→ Your goal:
Copy out each line of the rows below that contains the word "wearing".

→ Provided information:
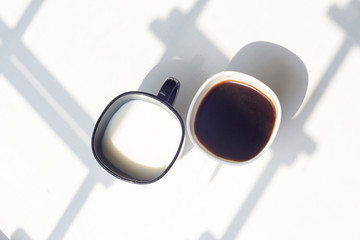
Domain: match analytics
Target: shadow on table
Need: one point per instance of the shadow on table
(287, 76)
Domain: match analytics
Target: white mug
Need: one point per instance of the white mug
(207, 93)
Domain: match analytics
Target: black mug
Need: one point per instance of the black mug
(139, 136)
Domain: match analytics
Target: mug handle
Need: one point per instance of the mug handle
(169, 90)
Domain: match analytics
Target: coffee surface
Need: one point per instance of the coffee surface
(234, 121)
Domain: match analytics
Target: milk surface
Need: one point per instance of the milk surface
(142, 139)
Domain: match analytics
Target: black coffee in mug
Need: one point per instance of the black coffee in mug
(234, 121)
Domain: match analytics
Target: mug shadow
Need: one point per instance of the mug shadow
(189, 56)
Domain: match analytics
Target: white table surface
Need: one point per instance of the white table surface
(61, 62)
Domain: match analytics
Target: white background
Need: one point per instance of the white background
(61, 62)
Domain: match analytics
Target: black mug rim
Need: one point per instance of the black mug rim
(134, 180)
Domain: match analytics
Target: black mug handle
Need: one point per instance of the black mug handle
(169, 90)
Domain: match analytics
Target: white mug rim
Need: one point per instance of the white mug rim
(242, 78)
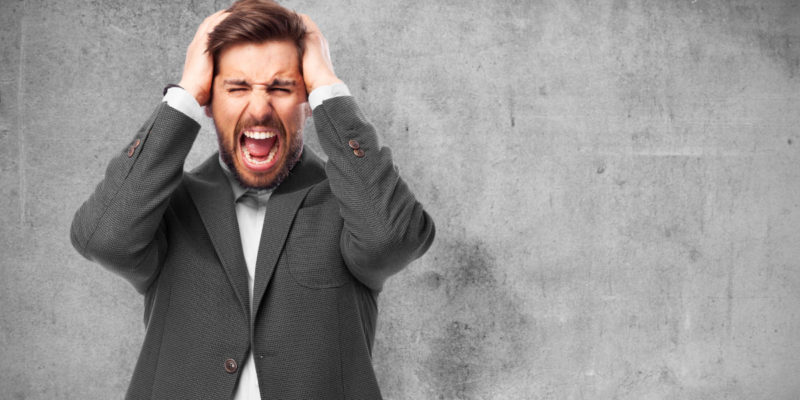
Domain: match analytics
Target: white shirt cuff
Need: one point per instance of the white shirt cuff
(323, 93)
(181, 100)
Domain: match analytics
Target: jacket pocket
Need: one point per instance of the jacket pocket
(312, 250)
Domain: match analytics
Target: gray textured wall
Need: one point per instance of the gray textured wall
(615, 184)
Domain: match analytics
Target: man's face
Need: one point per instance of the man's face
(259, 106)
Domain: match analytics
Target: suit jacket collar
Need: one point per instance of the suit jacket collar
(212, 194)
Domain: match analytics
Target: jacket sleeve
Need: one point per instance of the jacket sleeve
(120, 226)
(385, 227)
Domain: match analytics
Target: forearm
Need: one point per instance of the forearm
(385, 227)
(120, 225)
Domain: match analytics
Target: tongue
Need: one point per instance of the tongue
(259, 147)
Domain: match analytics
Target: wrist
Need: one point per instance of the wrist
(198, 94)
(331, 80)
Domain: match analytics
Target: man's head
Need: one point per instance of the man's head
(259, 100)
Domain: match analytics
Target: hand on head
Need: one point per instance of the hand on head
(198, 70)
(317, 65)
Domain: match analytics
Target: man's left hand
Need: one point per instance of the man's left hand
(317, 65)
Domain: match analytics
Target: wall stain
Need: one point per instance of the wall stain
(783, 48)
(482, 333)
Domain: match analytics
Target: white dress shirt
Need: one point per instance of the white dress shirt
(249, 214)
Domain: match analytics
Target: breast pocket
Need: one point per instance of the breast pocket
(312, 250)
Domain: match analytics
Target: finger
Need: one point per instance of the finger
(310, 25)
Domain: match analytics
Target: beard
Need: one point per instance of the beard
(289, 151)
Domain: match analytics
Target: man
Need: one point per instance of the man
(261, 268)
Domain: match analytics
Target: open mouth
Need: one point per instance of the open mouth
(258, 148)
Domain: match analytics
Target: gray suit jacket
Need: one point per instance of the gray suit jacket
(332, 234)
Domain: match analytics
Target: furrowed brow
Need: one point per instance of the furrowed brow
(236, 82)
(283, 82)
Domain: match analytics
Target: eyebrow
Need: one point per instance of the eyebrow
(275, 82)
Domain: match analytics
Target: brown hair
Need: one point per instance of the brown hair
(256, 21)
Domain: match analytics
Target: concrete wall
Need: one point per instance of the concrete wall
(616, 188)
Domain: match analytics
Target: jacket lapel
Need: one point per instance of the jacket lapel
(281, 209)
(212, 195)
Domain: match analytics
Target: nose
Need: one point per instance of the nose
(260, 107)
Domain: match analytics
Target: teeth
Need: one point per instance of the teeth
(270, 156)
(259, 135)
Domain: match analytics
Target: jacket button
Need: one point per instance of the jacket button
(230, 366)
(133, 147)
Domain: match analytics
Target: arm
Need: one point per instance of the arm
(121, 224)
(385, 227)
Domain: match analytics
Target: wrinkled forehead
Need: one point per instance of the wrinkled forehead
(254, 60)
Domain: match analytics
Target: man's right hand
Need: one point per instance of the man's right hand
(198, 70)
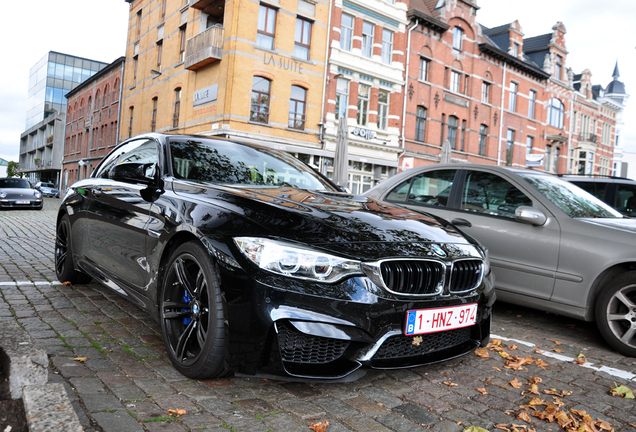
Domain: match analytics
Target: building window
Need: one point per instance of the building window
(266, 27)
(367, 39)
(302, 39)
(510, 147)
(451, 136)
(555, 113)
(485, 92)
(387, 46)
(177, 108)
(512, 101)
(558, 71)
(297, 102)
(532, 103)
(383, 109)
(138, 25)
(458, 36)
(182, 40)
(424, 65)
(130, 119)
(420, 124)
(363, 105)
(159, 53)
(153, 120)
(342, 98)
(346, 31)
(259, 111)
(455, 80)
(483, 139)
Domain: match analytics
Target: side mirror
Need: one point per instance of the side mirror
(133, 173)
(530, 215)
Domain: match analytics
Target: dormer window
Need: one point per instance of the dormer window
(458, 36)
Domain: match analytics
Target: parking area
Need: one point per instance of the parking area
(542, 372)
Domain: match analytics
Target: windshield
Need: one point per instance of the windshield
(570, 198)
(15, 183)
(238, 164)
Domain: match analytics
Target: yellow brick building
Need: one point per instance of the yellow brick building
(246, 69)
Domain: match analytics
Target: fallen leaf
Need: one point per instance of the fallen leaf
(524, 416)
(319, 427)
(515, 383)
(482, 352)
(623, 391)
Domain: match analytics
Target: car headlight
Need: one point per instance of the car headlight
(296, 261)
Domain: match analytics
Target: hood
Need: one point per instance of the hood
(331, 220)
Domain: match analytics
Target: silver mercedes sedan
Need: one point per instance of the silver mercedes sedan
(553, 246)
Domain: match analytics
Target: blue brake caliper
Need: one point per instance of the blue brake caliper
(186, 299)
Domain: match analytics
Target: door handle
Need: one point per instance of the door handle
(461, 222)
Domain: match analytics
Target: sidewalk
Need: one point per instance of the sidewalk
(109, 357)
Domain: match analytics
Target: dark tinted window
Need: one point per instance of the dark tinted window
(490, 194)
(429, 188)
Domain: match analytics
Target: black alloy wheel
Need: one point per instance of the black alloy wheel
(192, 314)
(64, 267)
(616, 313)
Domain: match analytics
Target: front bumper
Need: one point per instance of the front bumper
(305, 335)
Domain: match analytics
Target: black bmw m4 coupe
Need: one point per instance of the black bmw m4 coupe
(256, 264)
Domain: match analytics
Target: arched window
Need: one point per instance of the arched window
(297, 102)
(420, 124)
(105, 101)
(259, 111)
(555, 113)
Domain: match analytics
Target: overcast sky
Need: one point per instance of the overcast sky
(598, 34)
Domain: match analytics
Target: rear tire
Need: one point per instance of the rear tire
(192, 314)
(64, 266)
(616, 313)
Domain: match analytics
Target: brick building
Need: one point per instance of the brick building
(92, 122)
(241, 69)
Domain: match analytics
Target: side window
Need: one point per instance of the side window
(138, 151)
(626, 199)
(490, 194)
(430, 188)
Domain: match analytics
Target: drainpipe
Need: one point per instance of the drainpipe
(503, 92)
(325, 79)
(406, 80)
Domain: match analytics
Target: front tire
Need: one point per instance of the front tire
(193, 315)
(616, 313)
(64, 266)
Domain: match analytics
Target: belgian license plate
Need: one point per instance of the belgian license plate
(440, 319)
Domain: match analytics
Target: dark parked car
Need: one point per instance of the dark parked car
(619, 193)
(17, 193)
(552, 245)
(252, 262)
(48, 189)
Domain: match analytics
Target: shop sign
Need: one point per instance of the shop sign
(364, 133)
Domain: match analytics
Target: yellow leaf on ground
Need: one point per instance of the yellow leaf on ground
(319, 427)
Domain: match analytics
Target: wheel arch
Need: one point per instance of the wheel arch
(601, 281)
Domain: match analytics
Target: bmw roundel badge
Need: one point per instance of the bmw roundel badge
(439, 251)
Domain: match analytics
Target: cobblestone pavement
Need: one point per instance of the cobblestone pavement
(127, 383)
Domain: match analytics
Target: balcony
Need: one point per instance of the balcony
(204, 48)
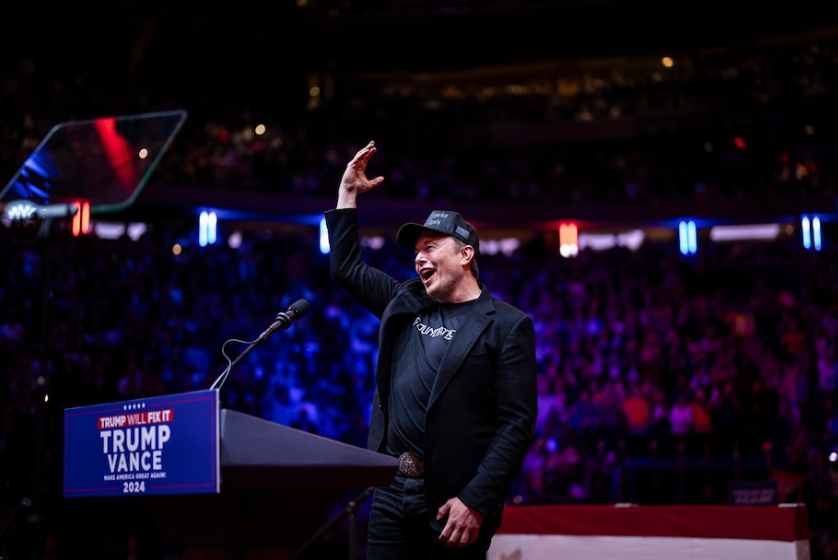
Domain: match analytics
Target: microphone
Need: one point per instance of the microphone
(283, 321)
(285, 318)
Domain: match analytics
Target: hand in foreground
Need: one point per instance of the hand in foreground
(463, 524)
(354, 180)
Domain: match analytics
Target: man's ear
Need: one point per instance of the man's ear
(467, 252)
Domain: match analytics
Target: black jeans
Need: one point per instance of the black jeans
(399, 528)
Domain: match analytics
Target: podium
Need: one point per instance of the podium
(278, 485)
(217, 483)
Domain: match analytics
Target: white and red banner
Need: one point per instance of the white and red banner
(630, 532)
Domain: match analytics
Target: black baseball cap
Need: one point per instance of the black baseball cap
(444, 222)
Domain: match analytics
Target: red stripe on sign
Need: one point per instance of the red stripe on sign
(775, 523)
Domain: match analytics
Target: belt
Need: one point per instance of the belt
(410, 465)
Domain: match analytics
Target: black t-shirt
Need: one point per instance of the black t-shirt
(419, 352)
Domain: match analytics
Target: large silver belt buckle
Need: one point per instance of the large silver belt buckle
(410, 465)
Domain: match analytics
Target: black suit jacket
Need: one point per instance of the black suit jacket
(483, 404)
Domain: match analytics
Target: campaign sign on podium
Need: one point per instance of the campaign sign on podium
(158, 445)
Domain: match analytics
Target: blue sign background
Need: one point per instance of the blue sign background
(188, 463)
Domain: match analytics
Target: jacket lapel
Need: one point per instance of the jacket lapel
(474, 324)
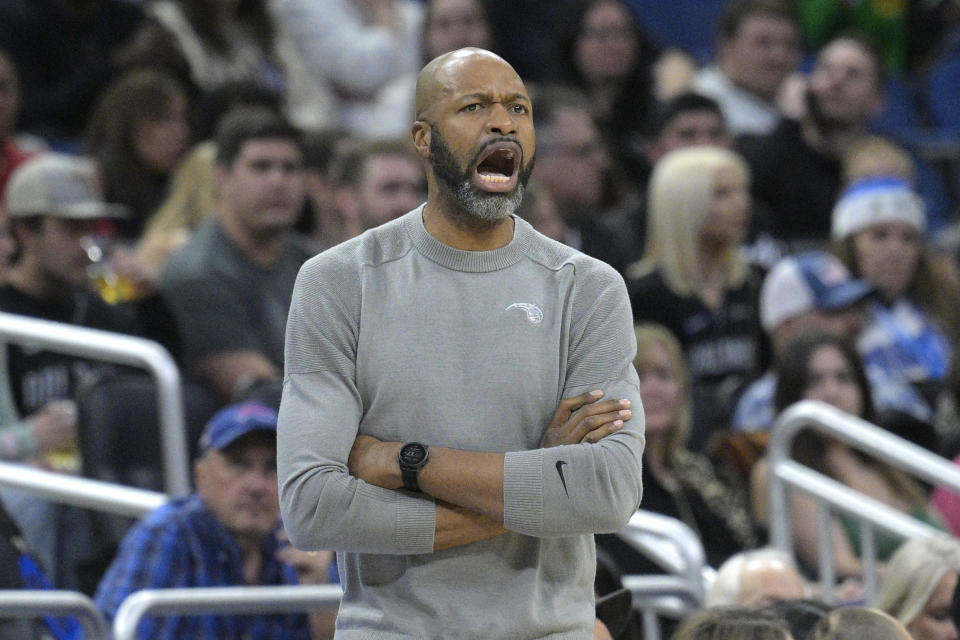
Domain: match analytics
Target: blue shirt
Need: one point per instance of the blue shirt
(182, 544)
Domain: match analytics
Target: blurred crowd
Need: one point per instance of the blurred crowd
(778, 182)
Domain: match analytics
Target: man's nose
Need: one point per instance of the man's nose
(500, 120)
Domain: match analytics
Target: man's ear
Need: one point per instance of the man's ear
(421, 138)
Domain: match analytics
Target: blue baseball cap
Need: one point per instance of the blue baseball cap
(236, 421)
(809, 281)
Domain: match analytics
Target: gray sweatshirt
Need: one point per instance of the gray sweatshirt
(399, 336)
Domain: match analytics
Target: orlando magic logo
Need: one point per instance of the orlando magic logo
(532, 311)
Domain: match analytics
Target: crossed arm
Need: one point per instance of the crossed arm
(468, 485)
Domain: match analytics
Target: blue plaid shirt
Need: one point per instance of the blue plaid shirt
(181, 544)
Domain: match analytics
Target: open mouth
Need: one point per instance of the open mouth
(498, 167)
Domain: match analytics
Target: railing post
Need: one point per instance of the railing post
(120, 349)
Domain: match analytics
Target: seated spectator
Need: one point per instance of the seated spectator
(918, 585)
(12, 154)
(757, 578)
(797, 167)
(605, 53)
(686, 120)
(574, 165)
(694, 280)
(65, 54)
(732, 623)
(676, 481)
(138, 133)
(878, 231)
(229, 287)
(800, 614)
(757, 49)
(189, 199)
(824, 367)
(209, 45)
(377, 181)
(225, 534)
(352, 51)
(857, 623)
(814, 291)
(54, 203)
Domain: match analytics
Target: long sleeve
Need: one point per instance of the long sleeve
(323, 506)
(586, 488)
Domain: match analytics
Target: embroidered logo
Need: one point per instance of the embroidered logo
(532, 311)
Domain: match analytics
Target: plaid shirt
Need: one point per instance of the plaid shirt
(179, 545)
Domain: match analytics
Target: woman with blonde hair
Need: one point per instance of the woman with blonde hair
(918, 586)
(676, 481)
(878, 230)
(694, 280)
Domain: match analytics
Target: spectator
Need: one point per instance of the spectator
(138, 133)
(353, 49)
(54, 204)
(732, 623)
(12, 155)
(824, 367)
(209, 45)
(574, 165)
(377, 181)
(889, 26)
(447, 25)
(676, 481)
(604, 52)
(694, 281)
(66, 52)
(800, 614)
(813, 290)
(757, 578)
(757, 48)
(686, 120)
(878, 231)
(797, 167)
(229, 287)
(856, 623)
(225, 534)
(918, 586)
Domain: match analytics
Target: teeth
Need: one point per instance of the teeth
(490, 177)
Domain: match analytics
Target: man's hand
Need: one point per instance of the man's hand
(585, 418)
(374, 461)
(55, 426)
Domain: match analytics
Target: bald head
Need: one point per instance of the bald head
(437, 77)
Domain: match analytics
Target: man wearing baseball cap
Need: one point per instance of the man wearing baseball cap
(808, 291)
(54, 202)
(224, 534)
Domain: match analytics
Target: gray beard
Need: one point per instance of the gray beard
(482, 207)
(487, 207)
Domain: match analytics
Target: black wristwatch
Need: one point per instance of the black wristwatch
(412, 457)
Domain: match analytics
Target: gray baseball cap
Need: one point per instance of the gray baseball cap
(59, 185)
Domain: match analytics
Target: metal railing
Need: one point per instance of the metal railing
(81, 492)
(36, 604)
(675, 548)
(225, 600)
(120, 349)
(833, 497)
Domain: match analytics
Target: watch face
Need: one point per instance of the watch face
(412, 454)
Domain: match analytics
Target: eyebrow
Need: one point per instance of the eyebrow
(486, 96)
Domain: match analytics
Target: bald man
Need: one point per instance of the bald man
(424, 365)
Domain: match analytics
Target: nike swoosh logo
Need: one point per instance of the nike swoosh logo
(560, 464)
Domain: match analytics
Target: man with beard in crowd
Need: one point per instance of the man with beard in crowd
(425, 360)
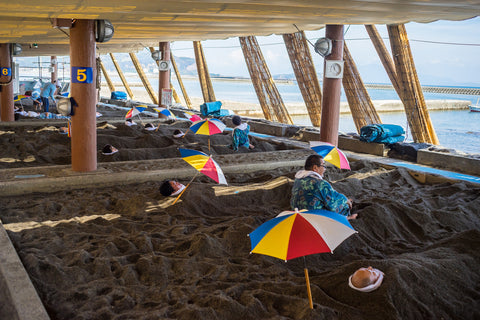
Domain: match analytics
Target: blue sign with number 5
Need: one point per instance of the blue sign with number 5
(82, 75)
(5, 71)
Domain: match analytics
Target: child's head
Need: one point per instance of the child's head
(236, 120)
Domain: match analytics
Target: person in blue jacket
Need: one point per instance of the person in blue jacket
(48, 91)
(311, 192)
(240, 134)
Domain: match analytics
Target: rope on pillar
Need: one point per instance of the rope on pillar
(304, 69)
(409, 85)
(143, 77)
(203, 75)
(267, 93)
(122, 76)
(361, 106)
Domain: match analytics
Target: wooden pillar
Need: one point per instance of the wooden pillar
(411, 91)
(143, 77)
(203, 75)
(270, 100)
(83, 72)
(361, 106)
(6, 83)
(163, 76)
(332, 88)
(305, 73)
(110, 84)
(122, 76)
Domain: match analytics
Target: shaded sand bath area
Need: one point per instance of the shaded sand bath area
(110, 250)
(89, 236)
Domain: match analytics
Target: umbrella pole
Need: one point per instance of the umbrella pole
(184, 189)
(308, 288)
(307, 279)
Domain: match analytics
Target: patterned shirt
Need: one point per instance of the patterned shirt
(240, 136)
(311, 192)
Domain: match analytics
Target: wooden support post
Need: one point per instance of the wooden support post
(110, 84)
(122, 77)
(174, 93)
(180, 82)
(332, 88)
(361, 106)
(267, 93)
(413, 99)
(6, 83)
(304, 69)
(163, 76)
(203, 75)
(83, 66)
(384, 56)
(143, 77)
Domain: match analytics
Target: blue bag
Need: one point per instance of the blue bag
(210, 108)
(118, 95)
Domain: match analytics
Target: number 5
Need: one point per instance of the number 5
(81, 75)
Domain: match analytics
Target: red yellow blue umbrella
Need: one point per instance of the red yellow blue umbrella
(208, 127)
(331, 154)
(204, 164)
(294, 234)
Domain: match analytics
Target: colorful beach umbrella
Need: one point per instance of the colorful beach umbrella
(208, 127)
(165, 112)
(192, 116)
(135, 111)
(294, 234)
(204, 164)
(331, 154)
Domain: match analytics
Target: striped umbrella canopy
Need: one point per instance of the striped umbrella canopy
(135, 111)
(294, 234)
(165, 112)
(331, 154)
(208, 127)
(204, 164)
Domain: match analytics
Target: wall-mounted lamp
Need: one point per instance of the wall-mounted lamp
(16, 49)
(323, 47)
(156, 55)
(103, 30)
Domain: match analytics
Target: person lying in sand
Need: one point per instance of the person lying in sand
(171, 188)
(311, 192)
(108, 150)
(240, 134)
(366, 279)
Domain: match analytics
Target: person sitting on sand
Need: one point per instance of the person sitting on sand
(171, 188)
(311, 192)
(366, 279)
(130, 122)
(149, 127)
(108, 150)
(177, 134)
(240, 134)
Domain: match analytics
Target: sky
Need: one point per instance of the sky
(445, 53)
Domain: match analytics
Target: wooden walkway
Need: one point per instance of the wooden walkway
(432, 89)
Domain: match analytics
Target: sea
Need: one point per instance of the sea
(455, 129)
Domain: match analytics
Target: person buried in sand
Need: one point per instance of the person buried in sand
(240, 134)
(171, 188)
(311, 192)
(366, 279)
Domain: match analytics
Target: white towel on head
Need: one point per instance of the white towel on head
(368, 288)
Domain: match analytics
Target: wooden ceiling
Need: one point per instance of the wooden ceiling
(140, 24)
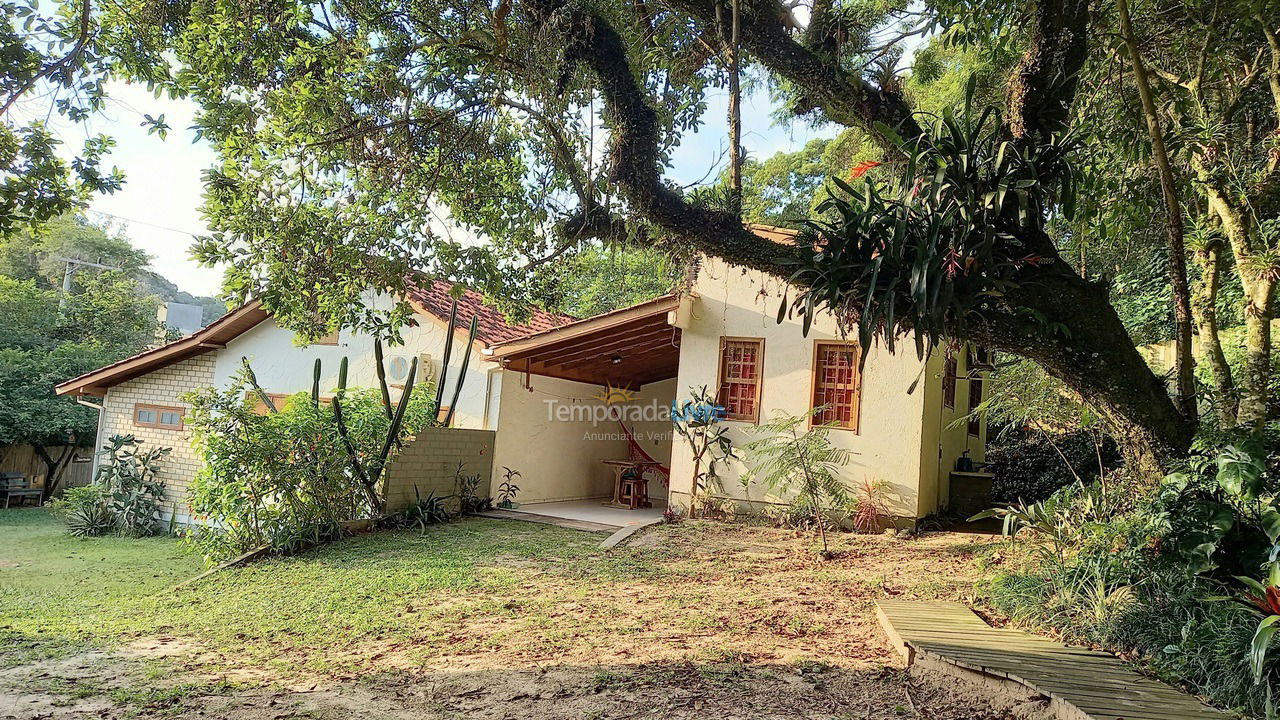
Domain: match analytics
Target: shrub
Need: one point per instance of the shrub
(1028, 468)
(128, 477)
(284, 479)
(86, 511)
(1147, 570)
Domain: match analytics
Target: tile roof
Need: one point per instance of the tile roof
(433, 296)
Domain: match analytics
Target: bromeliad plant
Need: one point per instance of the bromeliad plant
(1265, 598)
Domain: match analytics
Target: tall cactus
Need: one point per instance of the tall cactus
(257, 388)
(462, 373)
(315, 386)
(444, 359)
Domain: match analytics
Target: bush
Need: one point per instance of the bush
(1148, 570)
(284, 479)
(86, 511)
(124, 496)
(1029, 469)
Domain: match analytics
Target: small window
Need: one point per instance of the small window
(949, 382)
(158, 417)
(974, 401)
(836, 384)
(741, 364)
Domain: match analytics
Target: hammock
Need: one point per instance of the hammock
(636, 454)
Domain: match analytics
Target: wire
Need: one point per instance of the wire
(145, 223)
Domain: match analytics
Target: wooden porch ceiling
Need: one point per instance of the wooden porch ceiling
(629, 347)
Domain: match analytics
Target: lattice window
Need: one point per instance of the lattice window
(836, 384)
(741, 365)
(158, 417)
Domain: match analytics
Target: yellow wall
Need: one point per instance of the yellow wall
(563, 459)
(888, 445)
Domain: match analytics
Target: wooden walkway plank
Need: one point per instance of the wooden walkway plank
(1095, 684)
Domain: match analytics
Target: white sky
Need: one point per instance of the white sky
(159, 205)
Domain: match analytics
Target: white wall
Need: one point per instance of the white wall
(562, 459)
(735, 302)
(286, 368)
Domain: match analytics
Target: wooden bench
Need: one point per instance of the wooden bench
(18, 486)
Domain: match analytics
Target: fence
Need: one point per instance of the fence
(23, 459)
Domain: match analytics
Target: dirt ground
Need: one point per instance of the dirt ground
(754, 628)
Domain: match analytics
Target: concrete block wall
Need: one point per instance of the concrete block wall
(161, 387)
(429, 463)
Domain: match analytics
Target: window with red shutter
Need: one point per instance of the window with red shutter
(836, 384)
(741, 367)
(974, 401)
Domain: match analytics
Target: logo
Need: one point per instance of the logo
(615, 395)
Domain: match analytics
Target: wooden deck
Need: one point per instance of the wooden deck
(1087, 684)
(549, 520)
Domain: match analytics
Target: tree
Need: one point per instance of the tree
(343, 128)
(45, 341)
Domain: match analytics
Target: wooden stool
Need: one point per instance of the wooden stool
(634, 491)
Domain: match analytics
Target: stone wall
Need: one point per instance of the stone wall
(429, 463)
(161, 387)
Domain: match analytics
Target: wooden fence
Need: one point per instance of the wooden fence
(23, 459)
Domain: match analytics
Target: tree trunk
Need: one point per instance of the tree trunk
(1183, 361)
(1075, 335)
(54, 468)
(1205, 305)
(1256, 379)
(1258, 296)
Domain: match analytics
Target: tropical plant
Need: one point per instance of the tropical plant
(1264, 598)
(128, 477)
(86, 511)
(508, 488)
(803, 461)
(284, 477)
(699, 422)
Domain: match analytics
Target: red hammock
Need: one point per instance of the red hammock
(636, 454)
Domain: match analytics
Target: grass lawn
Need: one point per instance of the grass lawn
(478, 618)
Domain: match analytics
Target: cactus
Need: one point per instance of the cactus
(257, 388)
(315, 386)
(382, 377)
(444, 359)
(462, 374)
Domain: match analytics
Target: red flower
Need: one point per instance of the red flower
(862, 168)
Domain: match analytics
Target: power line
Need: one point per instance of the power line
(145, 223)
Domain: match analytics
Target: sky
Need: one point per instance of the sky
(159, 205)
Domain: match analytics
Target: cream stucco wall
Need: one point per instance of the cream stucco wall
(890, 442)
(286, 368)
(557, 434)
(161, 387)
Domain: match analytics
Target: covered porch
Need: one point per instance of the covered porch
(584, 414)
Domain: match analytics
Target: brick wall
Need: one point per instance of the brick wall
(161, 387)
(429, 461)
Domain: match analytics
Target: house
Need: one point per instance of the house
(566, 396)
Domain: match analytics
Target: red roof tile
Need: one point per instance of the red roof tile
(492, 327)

→ Task result:
Target: man wearing baseball cap
Need: one point per instance of the man wearing baseball cap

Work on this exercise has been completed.